▶ _TRAVAIL À RÉALISER_
Pourriez-vous prolonger le texte ci-dessous sur les intuitions et les prémonitions, en reprenant juste après sa dernière réplique ?

------ TEXTE SOURCE

Nos intuitions sont-elles des prémonitions ? Appelons-nous à nous défaites et victoires ? Appelons-nous le malheur ? Nous sommes des arbres visités par des oiseaux insatisfaits. Quelque chose nous dépasse. Lames de rasoirs laissées entre les mains d’un enfant qui en ignore les dangers. Mare de sang qui ne porte plus son nom. Comme une intuition flottante qui serait ou pourrait devenir prémonition. C’est une noyade dans l’eau de nous-même. Que se passe-t-il quand il ne se passe plus rien ?
– Wajdi, si tu devais compléter la phrase suivante : « s’il n’en tenait qu’à moi, je… »

------------
------ DONNÉES FOURNIES

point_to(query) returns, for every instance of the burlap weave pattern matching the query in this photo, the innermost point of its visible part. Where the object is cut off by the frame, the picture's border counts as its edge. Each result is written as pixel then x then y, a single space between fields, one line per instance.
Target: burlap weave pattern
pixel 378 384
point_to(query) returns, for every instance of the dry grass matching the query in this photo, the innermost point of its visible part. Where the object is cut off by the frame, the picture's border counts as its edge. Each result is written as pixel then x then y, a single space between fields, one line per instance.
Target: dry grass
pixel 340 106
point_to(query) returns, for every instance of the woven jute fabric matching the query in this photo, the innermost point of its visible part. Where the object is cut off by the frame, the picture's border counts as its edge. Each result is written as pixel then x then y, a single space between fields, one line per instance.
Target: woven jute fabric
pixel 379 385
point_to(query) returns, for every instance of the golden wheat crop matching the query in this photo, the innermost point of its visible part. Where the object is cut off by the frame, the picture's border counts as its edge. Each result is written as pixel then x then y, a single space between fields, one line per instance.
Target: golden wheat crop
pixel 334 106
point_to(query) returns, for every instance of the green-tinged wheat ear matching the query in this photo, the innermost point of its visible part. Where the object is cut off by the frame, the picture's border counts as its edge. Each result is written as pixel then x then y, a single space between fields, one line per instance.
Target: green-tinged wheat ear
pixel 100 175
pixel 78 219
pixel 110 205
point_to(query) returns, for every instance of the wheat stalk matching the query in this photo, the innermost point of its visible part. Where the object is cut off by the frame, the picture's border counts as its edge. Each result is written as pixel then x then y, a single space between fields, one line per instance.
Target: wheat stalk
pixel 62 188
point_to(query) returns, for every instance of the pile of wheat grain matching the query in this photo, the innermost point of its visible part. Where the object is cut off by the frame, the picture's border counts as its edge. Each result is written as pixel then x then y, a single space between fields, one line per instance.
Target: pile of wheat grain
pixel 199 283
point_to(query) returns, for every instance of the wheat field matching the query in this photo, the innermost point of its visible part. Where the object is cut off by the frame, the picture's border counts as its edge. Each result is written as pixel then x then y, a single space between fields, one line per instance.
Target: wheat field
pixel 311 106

------------

▶ _RÉSULTAT OBTENU_
– Je laisserais la mise en scène de textes que je n’ai pas écrits pour retrouver le chemin des ronces où pousse, de travers, l’écriture de celui qui sait qu’il n’est ni poète ni artiste, mais qui, précisément parce qu’il le sait, choisit de faire semblant de l’être, choisit de jouer au poète, de se déguiser en poète, se disant que plus il aura l’air d’être un poète plus ce qu’il écrira aura l’air d’être un poème. Il lui suffit de pousser autant qu’il en est capable la supercherie. Et cela enfin dit, enfin avoué, enfin réglé, fuguant pour toujours, le voilà libre d’aller se jeter à la mer pour s’enfoncer vers les abysses et retrouver le poisson de la prime enfance, ce poisson-soi, qui vit au fond de l’eau sombre des mots mauvais et dont les écailles, miroitantes au milieu des déjections, reflètent les figures d’une mémoire merveilleuse qui ne sait regarder que le présent.
Wajdi Mouawad
D'après Ajax de Sophocle.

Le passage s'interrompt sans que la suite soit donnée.